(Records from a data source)
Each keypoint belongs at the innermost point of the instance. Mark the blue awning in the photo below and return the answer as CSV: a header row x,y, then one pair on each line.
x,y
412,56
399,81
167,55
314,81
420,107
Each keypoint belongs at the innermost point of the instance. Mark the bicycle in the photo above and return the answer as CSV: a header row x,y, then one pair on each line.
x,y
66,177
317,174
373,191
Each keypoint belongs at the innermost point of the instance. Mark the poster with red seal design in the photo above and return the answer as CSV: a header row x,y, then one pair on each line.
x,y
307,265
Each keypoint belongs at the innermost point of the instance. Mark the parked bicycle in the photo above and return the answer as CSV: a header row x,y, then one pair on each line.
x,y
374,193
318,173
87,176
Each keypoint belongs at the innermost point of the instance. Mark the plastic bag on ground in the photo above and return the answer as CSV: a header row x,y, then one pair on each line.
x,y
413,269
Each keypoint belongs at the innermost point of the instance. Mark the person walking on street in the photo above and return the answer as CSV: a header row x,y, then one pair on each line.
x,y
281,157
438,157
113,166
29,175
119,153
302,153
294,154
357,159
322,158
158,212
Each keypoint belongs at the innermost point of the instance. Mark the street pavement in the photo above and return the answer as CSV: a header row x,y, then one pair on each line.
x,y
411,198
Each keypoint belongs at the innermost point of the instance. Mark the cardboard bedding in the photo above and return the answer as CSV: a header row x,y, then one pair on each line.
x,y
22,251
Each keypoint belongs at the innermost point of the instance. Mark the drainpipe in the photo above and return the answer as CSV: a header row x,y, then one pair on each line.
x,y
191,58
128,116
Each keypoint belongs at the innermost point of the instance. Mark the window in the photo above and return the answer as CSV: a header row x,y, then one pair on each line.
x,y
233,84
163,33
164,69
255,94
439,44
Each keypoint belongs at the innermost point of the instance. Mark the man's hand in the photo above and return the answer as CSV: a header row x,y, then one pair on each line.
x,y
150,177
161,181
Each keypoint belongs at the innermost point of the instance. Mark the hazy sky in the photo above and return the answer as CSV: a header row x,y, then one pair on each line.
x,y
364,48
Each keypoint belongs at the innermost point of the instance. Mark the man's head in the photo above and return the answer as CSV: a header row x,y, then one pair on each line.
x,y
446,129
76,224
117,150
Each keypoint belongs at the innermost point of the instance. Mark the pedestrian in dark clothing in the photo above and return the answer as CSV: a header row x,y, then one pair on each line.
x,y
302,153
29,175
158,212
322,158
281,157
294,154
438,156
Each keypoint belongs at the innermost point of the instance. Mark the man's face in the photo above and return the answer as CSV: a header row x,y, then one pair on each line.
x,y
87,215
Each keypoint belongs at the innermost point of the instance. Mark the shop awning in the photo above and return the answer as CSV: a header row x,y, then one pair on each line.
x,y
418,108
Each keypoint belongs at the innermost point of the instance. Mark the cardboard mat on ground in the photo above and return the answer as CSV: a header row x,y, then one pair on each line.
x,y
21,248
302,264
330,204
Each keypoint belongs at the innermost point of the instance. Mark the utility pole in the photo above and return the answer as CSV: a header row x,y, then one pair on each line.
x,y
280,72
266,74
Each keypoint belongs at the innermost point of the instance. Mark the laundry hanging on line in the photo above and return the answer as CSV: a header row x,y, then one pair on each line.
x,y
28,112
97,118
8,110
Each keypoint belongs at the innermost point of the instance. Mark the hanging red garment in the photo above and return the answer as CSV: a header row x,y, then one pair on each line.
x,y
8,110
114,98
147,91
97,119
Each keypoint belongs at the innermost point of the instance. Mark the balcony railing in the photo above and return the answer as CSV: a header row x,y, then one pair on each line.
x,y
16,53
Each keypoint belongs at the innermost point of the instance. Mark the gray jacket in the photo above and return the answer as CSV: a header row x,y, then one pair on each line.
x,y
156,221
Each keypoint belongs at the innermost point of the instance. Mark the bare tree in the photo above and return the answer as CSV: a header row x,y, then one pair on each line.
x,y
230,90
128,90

§ ACTIVITY:
Retype the records above in full, matching each line exactly.

§ SOLUTION TO THIS EXERCISE:
Each keypoint belongs at the innermost point of the instance. Mark the blue awning in the photo below and return the answer as CSV: a header row x,y, then one pair on each line.
x,y
412,56
399,81
167,55
314,81
420,107
Each keypoint belongs at the innermost point of the instance. Mark the bicycle in the photo above and return the answer as CSV: a header row x,y, then one pair on each line.
x,y
66,177
317,174
373,191
Each keypoint belongs at the innermost point of the instance. Mark the poster with red seal design in the photo above and return the answer as CSV: a header row x,y, then one pair on each line.
x,y
307,265
Each keypoint belongs at the innermost point of the instance. Mark the parked bicycle in the photo above and return the answer as CSV: a header row x,y, then one pair on each line.
x,y
374,193
318,173
87,176
Each keypoint belongs at the innermost point of the instance. Mark the plastic bag on ground in the photo above and return the answer as CSV: a header row x,y, then one pair on each line.
x,y
413,269
Each keypoint belongs at the innermost point of the instance. Mark the person walking on street in the photo above and return the answer as CSV: a header row x,y, then one pair on each line.
x,y
281,157
438,157
113,166
29,175
119,153
302,153
294,154
357,159
322,158
158,212
Each keypoint belongs at the innermost point of the instance. Mark the street pavement in the photo above and return the answer as CSV: a header row x,y, then one pair on each line.
x,y
411,198
Each keypoint belongs at the innermost point of the instance. Mark the cardboard bedding in the photo above and return the answer as CSV: a header row x,y, then one pair on each line.
x,y
22,251
Each keypoint belongs at the innermost point of the instance. Mark the drainpipe in the photo above and return the answer as CSV: a header row x,y, then one pair on each line.
x,y
191,58
128,116
Each keypoint belongs at the innermost point of the instance. Mark the window in the photo above and return the answer as CSV: a header row x,y, then one pair on each line.
x,y
233,84
163,33
164,69
255,94
439,44
Each keypoint belongs at the innermost point of the instance. Mark the man's hand in the photo above and return the answer as CSV: a header row x,y, then one pair on each line.
x,y
150,177
161,181
Each keypoint belongs at the innermost point of the instance. Mark the hazy sky in the photo above and return the answer as CSV: a header row x,y, then one pair on each line.
x,y
364,48
Each keypoint belongs at the innermost point of the instance. Mark the man's head in the photo above and return the answer as CSV: a header row x,y, then one pair on each line.
x,y
446,129
76,224
117,150
Each keypoint belongs at the innermost point of the instance. Mark the pedestrian in dark clothing in the photo above and return the answer as CSV: a header row x,y, then one pair on each line.
x,y
302,153
29,175
158,212
322,158
281,157
294,154
438,156
Each keypoint belongs at the innermost point of the instance. Mark the man's face in the photo above and return the answer as CSV: a header row x,y, then one pair on each line.
x,y
87,215
Each keypoint belongs at the innermost point of the instance. Mark the shop awning in the photo above and return the answer as CSV: a header row x,y, then one pair on each line.
x,y
418,108
Each keypoint belongs at the innermost point of the instance. Mark the cardboard mat on ground in the photo above and return the answer as CSV: a header row x,y, then one pair on each line.
x,y
21,248
302,264
330,204
Each keypoint belongs at the innermost point of the instance. Mark the utility pole in the photo above and return the answer as CSV: a header row x,y, then one pair on each line.
x,y
280,72
266,74
Each keypoint belongs at the innermost point of the instance. Mark the laundry hanging on line in the photo above and return the answer as CSV: a header row x,y, then one pair on each line.
x,y
28,112
97,118
8,110
Each keypoint belongs at the innermost point of the instance. Mark the hanging red garment in the photo above and return the answer as CSV: a header row x,y, then one pair on each line.
x,y
8,110
114,98
147,91
97,119
Each keypoint belongs at the innermost point of the instance. Mark the balcony railing in the photo above and return the answer as CSV: a header row x,y, then one pair on each line.
x,y
16,53
Each keypoint belongs at the innermost point of the instance. Mark the gray jacket in the photo above and return the answer as CSV: a header row x,y, then one pair on each line.
x,y
156,221
Each keypoint belongs at the innermost point of the instance. Mark the bare tree in the photo above and return the answer as CSV: a header row x,y, then one pair on each line.
x,y
230,90
128,90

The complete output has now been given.